• [What is needed]
Update the rows from the very beginning through the line containing "0, 0, 500, 320", swapping every "bounding box" for "rectangle" and leaving all other text unchanged.

>> Start Data for this task

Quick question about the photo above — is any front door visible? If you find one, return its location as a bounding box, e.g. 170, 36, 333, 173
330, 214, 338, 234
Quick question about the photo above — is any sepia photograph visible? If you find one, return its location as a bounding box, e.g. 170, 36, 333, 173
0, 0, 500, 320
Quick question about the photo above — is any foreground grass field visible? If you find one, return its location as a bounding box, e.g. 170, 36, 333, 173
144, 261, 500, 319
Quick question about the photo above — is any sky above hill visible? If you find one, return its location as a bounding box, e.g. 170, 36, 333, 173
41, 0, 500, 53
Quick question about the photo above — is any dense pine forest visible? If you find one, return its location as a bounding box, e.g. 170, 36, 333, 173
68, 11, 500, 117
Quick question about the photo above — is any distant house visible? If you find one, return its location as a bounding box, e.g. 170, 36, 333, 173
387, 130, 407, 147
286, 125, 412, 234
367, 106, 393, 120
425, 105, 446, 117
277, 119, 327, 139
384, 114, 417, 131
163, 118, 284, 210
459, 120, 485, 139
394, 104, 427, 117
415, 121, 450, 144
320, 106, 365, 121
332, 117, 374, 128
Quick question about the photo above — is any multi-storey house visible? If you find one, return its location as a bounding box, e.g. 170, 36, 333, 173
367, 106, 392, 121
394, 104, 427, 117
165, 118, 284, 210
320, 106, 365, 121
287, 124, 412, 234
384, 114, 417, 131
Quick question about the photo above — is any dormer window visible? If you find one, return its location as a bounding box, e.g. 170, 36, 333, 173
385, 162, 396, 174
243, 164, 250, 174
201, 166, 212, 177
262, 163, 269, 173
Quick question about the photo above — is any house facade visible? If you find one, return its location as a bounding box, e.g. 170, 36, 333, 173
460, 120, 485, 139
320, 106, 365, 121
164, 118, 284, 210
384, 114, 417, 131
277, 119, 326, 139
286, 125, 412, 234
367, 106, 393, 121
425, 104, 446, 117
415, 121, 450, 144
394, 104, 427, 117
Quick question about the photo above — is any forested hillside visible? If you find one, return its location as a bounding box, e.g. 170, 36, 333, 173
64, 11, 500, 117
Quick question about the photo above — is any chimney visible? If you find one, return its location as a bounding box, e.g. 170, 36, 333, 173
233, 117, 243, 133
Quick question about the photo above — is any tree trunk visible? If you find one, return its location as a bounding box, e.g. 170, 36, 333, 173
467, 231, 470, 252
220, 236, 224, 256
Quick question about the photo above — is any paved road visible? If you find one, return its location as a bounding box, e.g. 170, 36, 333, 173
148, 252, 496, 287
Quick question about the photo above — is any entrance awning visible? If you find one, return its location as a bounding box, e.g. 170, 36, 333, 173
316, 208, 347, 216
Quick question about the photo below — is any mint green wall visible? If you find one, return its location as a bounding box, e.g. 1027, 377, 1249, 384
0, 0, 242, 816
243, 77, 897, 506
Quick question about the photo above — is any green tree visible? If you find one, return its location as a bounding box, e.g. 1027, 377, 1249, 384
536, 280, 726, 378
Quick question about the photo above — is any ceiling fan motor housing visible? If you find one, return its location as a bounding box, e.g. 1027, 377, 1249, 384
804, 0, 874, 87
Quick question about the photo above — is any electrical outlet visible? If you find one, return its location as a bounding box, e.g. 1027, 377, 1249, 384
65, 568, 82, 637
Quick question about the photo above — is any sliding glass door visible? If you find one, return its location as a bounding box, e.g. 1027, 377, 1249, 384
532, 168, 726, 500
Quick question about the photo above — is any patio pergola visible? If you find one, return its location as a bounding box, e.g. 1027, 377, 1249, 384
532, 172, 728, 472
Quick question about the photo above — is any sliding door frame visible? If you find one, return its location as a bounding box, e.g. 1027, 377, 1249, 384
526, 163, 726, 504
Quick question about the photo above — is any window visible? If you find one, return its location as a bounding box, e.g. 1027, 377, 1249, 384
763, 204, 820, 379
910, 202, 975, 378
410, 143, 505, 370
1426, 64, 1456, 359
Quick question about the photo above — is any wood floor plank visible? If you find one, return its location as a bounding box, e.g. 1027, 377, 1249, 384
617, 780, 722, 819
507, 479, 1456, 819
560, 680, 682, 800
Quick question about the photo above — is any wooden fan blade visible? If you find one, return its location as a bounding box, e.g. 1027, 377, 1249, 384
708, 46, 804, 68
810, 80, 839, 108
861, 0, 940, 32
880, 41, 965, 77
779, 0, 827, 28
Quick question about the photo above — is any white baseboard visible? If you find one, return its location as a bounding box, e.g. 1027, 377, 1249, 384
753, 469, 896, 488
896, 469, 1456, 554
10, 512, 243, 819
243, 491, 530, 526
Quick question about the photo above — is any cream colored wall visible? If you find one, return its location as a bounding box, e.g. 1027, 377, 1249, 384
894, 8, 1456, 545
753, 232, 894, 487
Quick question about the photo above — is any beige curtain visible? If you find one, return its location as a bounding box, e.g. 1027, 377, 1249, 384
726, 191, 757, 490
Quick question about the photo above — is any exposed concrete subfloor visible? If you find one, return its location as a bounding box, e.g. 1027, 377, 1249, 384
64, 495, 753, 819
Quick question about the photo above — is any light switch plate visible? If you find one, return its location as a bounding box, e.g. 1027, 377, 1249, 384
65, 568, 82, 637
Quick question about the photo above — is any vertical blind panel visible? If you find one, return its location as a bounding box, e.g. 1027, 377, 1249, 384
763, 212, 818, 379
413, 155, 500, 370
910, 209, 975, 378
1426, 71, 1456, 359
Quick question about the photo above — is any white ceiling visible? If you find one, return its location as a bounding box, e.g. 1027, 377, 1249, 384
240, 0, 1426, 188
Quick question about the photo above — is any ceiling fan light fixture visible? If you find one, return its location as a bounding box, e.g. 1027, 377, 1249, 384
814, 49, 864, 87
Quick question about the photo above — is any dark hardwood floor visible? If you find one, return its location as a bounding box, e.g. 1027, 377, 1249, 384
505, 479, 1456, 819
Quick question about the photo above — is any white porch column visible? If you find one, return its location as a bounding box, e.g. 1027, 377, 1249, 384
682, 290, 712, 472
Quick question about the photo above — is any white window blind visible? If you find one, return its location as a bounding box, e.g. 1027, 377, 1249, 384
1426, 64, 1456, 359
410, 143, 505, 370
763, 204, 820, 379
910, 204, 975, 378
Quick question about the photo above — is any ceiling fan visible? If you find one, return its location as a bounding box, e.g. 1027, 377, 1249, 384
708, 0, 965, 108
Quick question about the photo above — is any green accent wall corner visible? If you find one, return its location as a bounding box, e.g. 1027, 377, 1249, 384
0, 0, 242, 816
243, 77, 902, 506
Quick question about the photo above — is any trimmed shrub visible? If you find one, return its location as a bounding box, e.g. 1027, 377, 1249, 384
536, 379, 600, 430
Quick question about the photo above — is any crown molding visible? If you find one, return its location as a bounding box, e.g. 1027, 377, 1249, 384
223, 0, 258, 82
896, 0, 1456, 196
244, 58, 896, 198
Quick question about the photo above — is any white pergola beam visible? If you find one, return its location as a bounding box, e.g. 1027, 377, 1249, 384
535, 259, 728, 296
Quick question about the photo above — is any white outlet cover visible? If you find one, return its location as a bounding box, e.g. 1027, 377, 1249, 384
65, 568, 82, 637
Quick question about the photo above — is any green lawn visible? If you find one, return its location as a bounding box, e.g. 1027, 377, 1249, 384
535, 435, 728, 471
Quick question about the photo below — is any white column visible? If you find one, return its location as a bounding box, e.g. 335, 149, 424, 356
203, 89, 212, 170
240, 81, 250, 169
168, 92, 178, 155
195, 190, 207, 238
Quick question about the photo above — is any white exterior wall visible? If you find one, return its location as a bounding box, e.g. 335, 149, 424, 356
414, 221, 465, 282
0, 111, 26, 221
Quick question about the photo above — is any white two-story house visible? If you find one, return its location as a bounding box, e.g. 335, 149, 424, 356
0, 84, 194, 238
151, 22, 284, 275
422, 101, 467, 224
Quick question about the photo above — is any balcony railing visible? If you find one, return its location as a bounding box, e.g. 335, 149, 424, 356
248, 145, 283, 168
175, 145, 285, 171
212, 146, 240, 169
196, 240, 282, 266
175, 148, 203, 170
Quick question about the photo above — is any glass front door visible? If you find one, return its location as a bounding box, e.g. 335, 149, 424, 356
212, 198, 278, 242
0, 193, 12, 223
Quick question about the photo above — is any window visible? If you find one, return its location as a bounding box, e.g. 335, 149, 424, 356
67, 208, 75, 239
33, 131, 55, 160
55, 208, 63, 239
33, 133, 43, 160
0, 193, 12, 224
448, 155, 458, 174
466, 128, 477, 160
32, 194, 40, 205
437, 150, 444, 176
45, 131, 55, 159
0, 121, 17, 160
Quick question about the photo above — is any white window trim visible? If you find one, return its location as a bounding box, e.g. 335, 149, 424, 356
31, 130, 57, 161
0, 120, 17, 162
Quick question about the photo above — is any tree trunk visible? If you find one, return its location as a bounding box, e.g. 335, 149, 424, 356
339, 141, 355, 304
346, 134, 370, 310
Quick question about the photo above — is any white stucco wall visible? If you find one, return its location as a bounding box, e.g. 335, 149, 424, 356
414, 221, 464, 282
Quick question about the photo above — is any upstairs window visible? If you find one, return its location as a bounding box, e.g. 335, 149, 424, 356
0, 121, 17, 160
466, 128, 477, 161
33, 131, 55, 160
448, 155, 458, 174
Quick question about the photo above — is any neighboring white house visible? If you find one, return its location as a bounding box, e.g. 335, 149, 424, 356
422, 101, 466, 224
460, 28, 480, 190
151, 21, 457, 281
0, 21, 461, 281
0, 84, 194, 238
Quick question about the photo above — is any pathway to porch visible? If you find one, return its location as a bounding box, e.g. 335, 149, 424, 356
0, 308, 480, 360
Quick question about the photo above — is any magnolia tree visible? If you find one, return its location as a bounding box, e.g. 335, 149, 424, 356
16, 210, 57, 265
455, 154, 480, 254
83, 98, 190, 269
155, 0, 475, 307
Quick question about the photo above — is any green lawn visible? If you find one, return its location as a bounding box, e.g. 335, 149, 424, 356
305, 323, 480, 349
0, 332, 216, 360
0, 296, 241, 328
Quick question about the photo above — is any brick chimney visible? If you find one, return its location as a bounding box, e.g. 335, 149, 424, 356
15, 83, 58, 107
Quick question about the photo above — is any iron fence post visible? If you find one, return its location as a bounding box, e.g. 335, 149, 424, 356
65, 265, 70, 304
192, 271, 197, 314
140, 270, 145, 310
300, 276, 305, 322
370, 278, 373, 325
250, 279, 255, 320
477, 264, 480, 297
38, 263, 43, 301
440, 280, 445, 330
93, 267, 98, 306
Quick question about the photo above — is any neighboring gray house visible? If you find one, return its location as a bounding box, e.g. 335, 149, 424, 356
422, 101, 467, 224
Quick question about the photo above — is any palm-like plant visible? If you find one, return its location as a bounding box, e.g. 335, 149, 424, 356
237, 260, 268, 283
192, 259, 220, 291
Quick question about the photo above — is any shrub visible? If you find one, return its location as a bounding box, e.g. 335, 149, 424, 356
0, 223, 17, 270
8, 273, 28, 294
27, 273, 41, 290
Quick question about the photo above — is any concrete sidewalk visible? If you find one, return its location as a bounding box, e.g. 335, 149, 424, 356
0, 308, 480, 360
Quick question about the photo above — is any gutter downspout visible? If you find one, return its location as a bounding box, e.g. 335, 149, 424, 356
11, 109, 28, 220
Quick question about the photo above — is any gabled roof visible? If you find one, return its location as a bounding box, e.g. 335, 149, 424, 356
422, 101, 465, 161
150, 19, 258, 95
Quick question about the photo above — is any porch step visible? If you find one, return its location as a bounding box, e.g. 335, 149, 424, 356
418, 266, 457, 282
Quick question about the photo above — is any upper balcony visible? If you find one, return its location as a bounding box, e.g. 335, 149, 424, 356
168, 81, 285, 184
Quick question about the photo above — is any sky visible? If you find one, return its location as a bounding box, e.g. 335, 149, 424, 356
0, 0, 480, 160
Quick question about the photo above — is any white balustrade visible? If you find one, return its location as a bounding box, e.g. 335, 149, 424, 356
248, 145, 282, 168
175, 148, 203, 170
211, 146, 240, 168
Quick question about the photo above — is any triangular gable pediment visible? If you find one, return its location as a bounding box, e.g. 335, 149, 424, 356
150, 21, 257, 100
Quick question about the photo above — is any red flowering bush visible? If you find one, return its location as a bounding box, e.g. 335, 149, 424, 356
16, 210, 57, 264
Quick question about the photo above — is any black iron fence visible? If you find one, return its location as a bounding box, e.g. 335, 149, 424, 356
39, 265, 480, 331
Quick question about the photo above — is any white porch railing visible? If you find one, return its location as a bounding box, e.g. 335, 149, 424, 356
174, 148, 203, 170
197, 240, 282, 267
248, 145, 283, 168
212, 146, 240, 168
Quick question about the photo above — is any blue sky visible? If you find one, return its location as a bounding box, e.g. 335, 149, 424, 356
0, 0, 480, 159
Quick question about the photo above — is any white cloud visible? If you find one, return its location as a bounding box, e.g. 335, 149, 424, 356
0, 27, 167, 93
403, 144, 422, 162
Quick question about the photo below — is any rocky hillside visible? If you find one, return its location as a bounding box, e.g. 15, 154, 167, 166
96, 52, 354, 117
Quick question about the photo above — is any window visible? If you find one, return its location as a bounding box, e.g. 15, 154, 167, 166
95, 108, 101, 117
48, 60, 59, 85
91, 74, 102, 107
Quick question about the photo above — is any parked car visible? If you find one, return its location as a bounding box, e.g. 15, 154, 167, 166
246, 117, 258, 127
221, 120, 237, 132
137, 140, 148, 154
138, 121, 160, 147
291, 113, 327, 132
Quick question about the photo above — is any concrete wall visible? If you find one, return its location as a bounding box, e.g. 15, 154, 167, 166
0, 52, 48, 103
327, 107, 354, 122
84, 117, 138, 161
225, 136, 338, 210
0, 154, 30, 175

>> End Data for this task

• [In response]
Quick question about the photo above — is any front door visible? If you find one, return its location as a rectangle, e.g. 170, 36, 333, 173
330, 214, 338, 234
Quick question about the photo above — is any sepia photograph visible? If you find one, return its location as a rectangle, e.g. 170, 36, 333, 173
0, 0, 500, 320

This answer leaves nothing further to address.